Il numero delle imprese, produttori di scarpe e di componenti, resta stabile ma il comparto è ottimista grazie a mercati come Stati Uniti (+53%), Francia (+25,1%), Svizzera (+25,2%) e Cina (+111,8%)
La ripresa del tessile-moda-accessorio (Tma) era attesa. O almeno fortemente auspicata: il settore, che nel 2019 aveva sfiorato i 100 miliardi di fatturato, nel 2020 aveva perso circa il 25% del giro d’affari. Era atteso pure il traino dell’export, in parallelo alla riduzione delle restrizioni legate alla pandemia. Ma una ripresa a V come quella del primo semestre è, a detta di tutti, superiore alle previsioni e ora l’intero Tma, forte del successo della settimana della moda e delle fiere che si sono tenute a Milano, vede il ritorno ai livelli pre Covid prima del previsto. Permangono le incognite geopolitiche, certo, anche perché tutte le componenti del Tma hanno percentuali di export altissime. Senza dimenticare che la ripresa ha portato con sé i rincari delle materie prime, in primis di quelle energetiche, e dei costi della logistica.

▸ **Compiti**
1: Elenca tutti i paesi nominati nell'estratto, ciascuno con la percentuale che gli viene attribuita.
2: Ricopia parola per parola la parte dell'estratto che va da "La ripresa del" giù fino a "costi della logistica.".

▸ **Dati grezzi**
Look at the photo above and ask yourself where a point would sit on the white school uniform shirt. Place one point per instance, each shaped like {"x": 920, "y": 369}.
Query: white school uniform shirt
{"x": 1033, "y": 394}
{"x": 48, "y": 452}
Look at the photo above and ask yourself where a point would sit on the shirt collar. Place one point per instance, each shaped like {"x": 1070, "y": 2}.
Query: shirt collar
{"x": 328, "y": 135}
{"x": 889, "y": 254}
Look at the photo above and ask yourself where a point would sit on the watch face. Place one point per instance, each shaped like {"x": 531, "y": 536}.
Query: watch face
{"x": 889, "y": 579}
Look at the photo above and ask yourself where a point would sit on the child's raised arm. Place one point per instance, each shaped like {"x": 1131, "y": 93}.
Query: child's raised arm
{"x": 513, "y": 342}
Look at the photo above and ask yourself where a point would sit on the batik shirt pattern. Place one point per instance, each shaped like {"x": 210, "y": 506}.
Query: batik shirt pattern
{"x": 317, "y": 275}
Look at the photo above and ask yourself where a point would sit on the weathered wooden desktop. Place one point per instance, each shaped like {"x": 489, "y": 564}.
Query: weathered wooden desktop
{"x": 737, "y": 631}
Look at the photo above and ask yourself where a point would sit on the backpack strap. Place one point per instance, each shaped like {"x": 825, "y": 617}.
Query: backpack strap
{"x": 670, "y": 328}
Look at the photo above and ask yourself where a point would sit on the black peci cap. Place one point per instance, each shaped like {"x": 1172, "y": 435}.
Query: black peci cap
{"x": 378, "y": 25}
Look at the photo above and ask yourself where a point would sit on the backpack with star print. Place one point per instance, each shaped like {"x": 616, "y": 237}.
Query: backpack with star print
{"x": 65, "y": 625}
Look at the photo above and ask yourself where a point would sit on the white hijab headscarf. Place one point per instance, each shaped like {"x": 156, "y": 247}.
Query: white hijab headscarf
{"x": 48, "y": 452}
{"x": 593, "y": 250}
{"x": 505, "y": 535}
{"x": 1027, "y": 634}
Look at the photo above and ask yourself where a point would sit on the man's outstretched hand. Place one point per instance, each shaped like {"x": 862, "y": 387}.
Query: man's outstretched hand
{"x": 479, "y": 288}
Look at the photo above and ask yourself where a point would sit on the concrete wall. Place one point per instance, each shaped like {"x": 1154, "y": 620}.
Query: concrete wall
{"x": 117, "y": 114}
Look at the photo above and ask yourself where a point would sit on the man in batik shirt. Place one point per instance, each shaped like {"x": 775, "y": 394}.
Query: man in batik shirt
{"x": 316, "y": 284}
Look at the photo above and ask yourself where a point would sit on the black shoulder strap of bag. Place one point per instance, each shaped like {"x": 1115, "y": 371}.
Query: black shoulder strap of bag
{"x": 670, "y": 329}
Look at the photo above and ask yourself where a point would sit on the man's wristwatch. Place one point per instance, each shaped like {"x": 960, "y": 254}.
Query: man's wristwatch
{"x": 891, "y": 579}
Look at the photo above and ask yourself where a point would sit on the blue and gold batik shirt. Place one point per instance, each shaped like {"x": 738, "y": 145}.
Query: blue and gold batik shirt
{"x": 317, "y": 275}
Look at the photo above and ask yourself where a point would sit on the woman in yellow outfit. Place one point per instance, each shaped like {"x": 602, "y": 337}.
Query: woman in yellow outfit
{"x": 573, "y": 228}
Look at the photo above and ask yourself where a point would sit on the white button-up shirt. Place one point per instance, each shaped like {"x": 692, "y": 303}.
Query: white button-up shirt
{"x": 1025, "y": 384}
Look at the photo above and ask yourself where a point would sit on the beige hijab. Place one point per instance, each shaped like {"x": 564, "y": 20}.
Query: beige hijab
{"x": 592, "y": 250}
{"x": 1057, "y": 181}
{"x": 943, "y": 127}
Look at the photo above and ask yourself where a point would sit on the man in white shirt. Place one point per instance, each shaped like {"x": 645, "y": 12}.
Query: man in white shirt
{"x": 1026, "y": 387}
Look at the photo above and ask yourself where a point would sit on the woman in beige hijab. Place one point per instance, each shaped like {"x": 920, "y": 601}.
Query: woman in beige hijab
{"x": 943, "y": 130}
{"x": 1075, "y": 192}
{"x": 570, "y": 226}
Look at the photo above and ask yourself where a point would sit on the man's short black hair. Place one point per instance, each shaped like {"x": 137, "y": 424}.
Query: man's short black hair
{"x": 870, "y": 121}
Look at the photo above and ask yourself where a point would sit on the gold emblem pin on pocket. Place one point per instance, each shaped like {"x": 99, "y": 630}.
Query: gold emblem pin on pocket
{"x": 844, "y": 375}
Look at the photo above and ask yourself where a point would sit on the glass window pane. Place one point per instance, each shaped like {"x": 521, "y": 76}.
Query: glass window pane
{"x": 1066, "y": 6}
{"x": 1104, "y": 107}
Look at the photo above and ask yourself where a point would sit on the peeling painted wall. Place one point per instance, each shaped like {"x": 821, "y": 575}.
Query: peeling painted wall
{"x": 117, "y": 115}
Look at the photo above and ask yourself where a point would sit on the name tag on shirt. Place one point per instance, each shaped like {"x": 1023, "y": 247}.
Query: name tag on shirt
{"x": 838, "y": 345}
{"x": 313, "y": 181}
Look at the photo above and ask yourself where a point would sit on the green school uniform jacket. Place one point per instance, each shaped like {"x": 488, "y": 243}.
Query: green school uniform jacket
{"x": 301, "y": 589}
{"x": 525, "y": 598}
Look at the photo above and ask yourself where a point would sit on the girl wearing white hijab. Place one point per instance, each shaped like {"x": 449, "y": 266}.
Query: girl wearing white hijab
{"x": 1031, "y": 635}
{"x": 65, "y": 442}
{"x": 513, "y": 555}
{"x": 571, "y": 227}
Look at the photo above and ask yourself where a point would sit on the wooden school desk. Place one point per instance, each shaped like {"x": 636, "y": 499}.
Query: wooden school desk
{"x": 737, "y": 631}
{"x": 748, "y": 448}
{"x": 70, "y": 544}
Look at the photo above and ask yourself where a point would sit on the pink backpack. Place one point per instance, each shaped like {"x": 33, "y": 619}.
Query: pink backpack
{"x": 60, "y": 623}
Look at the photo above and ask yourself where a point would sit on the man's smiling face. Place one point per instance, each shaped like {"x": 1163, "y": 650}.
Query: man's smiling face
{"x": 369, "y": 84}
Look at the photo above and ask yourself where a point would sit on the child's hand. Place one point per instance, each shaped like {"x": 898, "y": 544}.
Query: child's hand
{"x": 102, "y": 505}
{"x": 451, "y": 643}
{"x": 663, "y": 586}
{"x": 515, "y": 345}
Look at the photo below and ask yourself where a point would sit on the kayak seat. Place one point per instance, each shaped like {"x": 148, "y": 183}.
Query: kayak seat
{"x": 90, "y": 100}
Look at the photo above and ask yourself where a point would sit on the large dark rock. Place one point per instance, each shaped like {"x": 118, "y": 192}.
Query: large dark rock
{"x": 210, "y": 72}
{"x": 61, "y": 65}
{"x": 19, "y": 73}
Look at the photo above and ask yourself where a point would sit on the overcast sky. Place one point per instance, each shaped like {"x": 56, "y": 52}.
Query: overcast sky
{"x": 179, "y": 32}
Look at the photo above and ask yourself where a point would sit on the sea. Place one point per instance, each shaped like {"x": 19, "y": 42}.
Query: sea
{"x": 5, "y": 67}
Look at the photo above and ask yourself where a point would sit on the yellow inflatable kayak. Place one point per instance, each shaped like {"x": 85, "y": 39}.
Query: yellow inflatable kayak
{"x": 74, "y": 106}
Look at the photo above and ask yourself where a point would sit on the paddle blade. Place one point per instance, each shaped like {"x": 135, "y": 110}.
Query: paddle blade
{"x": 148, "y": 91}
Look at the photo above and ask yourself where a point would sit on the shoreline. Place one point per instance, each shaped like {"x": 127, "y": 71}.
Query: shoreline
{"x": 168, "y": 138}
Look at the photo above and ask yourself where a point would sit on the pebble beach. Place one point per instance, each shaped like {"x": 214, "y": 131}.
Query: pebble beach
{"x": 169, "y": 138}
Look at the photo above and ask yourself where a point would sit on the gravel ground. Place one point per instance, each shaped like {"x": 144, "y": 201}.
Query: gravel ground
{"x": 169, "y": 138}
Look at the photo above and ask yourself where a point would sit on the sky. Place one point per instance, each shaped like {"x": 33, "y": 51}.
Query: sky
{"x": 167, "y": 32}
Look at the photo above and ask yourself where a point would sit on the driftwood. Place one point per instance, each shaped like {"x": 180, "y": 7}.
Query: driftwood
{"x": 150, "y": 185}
---
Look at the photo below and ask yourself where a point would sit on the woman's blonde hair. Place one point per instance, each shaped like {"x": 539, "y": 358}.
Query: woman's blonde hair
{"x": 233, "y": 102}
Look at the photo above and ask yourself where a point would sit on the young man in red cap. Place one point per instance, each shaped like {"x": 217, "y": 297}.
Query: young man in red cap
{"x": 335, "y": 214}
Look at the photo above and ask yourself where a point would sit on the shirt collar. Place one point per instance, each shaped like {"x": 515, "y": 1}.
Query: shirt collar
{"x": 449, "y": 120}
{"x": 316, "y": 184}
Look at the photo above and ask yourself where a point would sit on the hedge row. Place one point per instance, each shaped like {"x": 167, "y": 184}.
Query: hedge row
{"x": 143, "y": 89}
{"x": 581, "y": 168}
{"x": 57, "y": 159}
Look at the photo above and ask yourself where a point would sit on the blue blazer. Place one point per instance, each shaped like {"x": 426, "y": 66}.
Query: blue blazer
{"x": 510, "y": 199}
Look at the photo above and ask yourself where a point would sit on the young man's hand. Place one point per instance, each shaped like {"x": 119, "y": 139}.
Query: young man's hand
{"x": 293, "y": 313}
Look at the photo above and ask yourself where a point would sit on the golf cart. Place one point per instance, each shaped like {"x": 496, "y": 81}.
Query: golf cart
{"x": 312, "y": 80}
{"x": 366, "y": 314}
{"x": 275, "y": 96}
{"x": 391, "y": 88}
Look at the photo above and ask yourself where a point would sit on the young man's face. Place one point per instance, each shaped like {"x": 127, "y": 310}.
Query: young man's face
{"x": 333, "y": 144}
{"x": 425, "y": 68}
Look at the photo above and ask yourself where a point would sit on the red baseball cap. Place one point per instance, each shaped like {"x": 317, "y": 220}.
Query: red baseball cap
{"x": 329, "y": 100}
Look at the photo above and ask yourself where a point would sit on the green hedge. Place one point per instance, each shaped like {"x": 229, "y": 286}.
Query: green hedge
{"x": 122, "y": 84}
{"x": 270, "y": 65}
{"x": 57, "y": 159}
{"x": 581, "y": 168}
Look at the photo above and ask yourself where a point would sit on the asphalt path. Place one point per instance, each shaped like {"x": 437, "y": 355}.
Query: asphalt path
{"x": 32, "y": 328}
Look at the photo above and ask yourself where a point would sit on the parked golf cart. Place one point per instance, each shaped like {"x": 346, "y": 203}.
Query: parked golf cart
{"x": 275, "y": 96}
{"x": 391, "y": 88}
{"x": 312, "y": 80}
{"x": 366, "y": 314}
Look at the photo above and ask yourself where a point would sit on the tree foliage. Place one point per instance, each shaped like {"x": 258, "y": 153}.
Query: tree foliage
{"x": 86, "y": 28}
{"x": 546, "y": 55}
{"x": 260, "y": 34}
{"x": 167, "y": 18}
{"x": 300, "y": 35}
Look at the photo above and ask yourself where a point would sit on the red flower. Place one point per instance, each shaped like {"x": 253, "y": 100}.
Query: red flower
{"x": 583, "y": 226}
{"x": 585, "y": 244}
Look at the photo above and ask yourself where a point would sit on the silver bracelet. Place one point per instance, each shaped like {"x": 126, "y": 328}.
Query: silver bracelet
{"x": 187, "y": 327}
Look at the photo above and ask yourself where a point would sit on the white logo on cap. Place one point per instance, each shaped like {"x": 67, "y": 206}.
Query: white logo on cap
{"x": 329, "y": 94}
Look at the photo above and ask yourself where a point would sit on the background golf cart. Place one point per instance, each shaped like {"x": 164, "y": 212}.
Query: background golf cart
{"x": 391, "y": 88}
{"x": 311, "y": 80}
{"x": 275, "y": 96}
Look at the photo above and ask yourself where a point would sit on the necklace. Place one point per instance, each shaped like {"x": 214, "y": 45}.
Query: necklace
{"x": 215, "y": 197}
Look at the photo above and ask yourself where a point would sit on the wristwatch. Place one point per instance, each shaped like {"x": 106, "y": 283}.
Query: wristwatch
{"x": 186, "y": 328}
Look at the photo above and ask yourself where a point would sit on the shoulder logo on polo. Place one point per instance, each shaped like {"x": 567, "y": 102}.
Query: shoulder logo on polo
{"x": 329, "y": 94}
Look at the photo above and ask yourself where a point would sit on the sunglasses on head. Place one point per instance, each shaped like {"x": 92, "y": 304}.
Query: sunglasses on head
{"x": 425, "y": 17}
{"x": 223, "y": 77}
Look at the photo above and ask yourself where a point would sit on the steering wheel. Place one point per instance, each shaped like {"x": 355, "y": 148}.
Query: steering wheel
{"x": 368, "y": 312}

▸ **Soluzioni**
1: Stati Uniti (+53%), Francia (+25,1%), Svizzera (+25,2%), Cina (+111,8%)

2:
La ripresa del tessile-moda-accessorio (Tma) era attesa. O almeno fortemente auspicata: il settore, che nel 2019 aveva sfiorato i 100 miliardi di fatturato, nel 2020 aveva perso circa il 25% del giro d’affari. Era atteso pure il traino dell’export, in parallelo alla riduzione delle restrizioni legate alla pandemia. Ma una ripresa a V come quella del primo semestre è, a detta di tutti, superiore alle previsioni e ora l’intero Tma, forte del successo della settimana della moda e delle fiere che si sono tenute a Milano, vede il ritorno ai livelli pre Covid prima del previsto. Permangono le incognite geopolitiche, certo, anche perché tutte le componenti del Tma hanno percentuali di export altissime. Senza dimenticare che la ripresa ha portato con sé i rincari delle materie prime, in primis di quelle energetiche, e dei costi della logistica.